▶ [Text section]:
§

Why are we hell-bent on projecting a battered image of ourselves by trying to conceal battered realities affecting the so many. In this day and age can realities be hidden in those garbs! No way! Yet those relays to project only the supposedly ‘safe-and-sound’ aspects and none of the realities of the day. Why are we sitting so paranoid of these basic ground conditions emerging out in the open? Face the realities prevailing in conflict zones of the country where the common man is facing odds of the worst kind.

In fact, whilst on today’s realities and on the plight of the Kashmiris, what is the Omar Abdullah Government doing to the sheer hounding of Kashmiri students in States like Madhya Pradesh and Gujarat? It happens in other States and locales too but probably on a lesser scale. And this is no new development. Check the records of the former Chief Ministers of J&K, holding series of meetings with their counterparts, to convey that illegal detentions and hounding of young Kashmiris shouldn’t happen without checking those basics from the State Police. But how does one control communal trends and together with that, communal propa-ganda? It’s a serious problem and none of those superficial ways would make a dent.

§

Collected data entries

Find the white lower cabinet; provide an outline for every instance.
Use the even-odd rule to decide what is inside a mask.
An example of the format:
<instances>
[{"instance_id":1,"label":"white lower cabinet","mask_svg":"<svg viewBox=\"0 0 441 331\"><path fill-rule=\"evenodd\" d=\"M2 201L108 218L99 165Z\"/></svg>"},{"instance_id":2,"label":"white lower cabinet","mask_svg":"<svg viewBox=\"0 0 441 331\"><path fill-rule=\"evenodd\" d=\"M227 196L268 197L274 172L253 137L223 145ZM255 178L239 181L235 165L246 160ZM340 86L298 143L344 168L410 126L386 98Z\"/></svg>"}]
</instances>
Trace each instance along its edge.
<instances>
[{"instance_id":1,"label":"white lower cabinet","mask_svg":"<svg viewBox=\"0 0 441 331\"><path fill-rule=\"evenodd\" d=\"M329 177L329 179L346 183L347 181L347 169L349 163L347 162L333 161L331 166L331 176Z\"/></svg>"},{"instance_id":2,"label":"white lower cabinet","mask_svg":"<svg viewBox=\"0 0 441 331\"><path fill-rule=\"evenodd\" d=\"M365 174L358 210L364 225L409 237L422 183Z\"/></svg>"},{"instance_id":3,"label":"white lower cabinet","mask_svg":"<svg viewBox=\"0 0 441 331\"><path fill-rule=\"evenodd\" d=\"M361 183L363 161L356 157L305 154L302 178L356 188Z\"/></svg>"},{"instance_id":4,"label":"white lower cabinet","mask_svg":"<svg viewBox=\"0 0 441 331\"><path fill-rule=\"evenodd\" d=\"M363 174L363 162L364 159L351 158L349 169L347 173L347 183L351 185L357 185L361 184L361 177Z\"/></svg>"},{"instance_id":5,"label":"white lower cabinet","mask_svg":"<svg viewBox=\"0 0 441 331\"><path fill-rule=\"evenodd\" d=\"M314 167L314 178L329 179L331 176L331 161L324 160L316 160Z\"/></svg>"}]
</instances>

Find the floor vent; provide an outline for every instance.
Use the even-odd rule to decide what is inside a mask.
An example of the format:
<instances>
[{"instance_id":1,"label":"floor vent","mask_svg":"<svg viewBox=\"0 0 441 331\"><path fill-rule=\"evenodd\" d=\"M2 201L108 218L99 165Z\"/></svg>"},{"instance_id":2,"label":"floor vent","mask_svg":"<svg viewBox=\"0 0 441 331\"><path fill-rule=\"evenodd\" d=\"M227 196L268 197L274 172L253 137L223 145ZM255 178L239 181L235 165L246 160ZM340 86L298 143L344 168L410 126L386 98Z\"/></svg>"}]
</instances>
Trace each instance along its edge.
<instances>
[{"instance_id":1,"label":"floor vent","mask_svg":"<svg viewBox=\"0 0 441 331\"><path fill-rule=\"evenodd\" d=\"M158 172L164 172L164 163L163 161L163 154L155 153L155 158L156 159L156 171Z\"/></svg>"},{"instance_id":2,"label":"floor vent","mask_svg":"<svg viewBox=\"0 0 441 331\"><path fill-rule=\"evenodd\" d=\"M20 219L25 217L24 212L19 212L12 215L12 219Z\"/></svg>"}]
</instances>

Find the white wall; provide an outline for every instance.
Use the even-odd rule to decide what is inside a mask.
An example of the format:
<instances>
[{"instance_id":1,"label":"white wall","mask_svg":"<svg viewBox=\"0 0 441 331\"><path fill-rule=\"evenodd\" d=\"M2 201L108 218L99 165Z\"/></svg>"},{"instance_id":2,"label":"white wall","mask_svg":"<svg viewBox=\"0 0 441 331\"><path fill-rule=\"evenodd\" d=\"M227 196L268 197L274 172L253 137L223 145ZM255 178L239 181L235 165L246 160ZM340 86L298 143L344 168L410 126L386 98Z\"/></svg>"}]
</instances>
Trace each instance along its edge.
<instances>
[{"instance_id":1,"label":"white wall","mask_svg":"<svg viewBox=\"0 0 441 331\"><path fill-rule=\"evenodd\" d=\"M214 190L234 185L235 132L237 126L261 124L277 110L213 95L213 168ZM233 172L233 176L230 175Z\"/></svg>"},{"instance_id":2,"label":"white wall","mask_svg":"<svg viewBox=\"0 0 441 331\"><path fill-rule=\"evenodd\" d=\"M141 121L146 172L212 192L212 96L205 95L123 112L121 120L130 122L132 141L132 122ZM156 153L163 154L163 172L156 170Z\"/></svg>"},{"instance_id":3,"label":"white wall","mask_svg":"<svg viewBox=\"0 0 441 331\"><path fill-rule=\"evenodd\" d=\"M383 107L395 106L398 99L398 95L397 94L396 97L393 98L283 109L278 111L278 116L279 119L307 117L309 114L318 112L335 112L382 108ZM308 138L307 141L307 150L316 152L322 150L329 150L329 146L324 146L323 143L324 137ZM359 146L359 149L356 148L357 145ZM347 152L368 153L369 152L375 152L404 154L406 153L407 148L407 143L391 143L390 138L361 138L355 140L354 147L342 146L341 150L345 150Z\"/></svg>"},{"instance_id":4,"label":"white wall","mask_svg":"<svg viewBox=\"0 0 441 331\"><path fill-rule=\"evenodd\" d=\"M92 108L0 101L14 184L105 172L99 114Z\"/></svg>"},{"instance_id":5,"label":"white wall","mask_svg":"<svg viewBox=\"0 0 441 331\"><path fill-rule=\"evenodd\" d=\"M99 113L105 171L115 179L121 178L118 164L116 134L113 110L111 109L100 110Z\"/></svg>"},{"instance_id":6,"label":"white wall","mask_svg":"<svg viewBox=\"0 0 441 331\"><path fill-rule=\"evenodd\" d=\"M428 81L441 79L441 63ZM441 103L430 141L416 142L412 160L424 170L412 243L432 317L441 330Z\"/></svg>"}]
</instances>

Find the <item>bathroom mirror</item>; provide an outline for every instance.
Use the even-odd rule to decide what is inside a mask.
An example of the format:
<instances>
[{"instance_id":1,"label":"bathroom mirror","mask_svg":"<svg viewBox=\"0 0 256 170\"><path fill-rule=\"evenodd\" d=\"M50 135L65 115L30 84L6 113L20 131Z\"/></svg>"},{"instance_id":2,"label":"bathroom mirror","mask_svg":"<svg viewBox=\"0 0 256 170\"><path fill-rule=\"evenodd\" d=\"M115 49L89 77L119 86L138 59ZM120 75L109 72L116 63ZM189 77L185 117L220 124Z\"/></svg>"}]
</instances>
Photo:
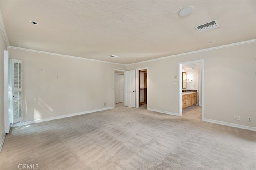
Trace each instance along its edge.
<instances>
[{"instance_id":1,"label":"bathroom mirror","mask_svg":"<svg viewBox=\"0 0 256 170\"><path fill-rule=\"evenodd\" d=\"M187 88L187 73L181 72L181 80L182 80L182 88Z\"/></svg>"}]
</instances>

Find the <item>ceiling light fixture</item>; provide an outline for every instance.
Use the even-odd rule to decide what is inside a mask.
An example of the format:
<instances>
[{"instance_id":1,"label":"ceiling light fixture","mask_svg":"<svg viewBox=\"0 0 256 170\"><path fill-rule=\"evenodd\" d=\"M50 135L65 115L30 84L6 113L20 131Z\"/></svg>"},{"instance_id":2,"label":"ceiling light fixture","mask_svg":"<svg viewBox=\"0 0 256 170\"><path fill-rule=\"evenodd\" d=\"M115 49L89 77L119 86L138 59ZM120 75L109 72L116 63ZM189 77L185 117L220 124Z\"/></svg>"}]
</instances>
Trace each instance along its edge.
<instances>
[{"instance_id":1,"label":"ceiling light fixture","mask_svg":"<svg viewBox=\"0 0 256 170\"><path fill-rule=\"evenodd\" d=\"M37 25L37 23L36 22L35 22L34 21L29 21L29 23L33 25Z\"/></svg>"},{"instance_id":2,"label":"ceiling light fixture","mask_svg":"<svg viewBox=\"0 0 256 170\"><path fill-rule=\"evenodd\" d=\"M110 58L116 58L118 57L118 56L117 55L110 55L109 56L108 56L109 57L110 57Z\"/></svg>"},{"instance_id":3,"label":"ceiling light fixture","mask_svg":"<svg viewBox=\"0 0 256 170\"><path fill-rule=\"evenodd\" d=\"M185 16L191 14L195 9L193 6L187 6L179 11L178 14L180 16Z\"/></svg>"},{"instance_id":4,"label":"ceiling light fixture","mask_svg":"<svg viewBox=\"0 0 256 170\"><path fill-rule=\"evenodd\" d=\"M219 27L219 24L216 20L211 21L200 25L195 27L195 28L200 33L214 29Z\"/></svg>"}]
</instances>

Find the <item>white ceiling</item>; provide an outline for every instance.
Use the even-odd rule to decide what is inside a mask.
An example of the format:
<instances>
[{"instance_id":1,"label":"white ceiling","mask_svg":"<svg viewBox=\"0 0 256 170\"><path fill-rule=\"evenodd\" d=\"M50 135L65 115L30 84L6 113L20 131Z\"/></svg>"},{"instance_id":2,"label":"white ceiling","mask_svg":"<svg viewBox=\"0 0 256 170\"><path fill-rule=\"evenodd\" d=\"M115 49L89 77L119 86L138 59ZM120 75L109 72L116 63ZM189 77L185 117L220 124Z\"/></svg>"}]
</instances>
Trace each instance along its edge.
<instances>
[{"instance_id":1,"label":"white ceiling","mask_svg":"<svg viewBox=\"0 0 256 170\"><path fill-rule=\"evenodd\" d=\"M1 0L0 5L11 46L121 64L256 38L255 0ZM192 14L178 15L188 6L194 8ZM201 33L194 28L215 20L219 28Z\"/></svg>"}]
</instances>

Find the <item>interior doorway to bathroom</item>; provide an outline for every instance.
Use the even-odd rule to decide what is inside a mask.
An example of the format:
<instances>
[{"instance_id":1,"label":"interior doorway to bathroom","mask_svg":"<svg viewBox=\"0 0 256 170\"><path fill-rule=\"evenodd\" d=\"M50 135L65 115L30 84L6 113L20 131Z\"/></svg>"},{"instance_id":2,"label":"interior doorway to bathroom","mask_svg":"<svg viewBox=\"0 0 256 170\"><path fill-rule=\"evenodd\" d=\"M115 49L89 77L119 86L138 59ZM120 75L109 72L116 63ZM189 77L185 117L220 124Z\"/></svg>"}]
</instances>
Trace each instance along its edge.
<instances>
[{"instance_id":1,"label":"interior doorway to bathroom","mask_svg":"<svg viewBox=\"0 0 256 170\"><path fill-rule=\"evenodd\" d=\"M147 104L147 70L139 70L139 104Z\"/></svg>"},{"instance_id":2,"label":"interior doorway to bathroom","mask_svg":"<svg viewBox=\"0 0 256 170\"><path fill-rule=\"evenodd\" d=\"M124 71L114 70L114 104L124 105Z\"/></svg>"},{"instance_id":3,"label":"interior doorway to bathroom","mask_svg":"<svg viewBox=\"0 0 256 170\"><path fill-rule=\"evenodd\" d=\"M204 60L179 63L179 115L204 120Z\"/></svg>"},{"instance_id":4,"label":"interior doorway to bathroom","mask_svg":"<svg viewBox=\"0 0 256 170\"><path fill-rule=\"evenodd\" d=\"M136 70L136 107L148 109L148 82L147 67Z\"/></svg>"}]
</instances>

§

▶ [Exercise brief]:
Please repeat, word for word, the passage of the opinion piece on Kashmir that opens with the words containing "In fact, whilst" and closes with "make a dent.".

▶ [Solved problem]:
In fact, whilst on today’s realities and on the plight of the Kashmiris, what is the Omar Abdullah Government doing to the sheer hounding of Kashmiri students in States like Madhya Pradesh and Gujarat? It happens in other States and locales too but probably on a lesser scale. And this is no new development. Check the records of the former Chief Ministers of J&K, holding series of meetings with their counterparts, to convey that illegal detentions and hounding of young Kashmiris shouldn’t happen without checking those basics from the State Police. But how does one control communal trends and together with that, communal propa-ganda? It’s a serious problem and none of those superficial ways would make a dent.